**과제**
기록의 첫 줄에서 시작해 "63, 140, 77]]"가 들어 있는 줄에서 끝나는 부분을 JSON 문자열 목록에 담으세요. 두 끝 줄도 포함하고, 한 줄당 문자열 하나로 하되 빈 줄은 빼세요.

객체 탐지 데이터
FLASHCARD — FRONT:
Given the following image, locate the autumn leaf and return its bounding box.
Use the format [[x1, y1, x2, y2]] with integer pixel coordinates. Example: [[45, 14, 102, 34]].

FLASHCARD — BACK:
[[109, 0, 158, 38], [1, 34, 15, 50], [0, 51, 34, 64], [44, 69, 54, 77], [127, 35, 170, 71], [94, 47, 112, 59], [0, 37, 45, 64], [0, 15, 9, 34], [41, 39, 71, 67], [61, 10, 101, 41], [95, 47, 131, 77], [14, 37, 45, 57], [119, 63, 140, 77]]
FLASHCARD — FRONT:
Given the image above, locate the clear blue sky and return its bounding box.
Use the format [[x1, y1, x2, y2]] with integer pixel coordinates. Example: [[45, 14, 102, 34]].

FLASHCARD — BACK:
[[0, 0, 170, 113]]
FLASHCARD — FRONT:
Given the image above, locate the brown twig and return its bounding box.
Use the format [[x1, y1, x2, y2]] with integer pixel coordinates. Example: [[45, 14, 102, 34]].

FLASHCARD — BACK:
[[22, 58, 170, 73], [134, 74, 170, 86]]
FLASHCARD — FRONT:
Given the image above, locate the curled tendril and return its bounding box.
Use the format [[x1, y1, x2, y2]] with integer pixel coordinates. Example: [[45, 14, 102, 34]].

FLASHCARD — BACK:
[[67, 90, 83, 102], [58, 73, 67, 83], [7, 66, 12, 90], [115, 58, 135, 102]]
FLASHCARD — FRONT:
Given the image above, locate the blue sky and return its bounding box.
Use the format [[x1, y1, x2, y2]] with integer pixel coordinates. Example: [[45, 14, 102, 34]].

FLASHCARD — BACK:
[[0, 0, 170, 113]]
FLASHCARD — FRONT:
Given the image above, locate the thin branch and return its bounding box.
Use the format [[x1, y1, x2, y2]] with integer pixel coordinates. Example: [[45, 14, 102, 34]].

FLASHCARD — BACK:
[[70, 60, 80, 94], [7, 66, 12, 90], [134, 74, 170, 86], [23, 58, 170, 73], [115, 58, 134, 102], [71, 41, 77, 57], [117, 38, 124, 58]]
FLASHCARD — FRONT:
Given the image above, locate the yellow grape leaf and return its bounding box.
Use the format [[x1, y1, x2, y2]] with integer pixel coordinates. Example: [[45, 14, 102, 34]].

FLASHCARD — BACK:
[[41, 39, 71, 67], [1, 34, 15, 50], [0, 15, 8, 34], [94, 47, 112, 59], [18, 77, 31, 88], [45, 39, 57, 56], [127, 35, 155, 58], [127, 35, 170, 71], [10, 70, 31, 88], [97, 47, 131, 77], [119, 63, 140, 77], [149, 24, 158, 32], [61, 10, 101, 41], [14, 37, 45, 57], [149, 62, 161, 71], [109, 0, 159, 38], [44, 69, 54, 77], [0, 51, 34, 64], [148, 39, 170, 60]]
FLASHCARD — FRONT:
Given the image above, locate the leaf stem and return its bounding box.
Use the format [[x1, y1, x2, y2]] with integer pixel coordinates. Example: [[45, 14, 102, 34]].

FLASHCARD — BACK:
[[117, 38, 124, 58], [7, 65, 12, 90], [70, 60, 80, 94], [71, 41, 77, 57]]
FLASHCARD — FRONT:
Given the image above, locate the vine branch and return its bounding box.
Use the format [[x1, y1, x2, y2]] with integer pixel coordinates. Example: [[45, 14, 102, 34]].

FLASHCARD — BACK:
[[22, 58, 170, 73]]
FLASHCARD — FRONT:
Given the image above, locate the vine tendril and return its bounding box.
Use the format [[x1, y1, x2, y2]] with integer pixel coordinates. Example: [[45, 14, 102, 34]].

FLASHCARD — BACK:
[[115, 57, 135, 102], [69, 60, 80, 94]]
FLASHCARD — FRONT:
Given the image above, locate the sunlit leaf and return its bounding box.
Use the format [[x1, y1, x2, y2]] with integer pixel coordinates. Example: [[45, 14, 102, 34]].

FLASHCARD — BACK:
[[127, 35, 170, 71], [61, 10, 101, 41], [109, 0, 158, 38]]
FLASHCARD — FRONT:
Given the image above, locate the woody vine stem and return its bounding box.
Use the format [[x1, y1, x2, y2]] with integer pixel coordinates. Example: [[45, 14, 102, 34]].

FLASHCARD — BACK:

**정답**
[
  "FLASHCARD — FRONT:",
  "Given the following image, locate the autumn leaf and return its bounding box.",
  "Use the format [[x1, y1, x2, y2]] with integer pixel coordinates. Example: [[45, 14, 102, 34]].",
  "FLASHCARD — BACK:",
  "[[109, 0, 158, 38], [1, 34, 15, 50], [0, 51, 34, 64], [44, 69, 54, 77], [127, 35, 170, 71], [94, 47, 112, 59], [0, 37, 45, 64], [0, 15, 9, 34], [41, 39, 71, 67], [61, 10, 101, 41], [95, 47, 131, 77], [14, 37, 45, 57], [119, 63, 140, 77]]"
]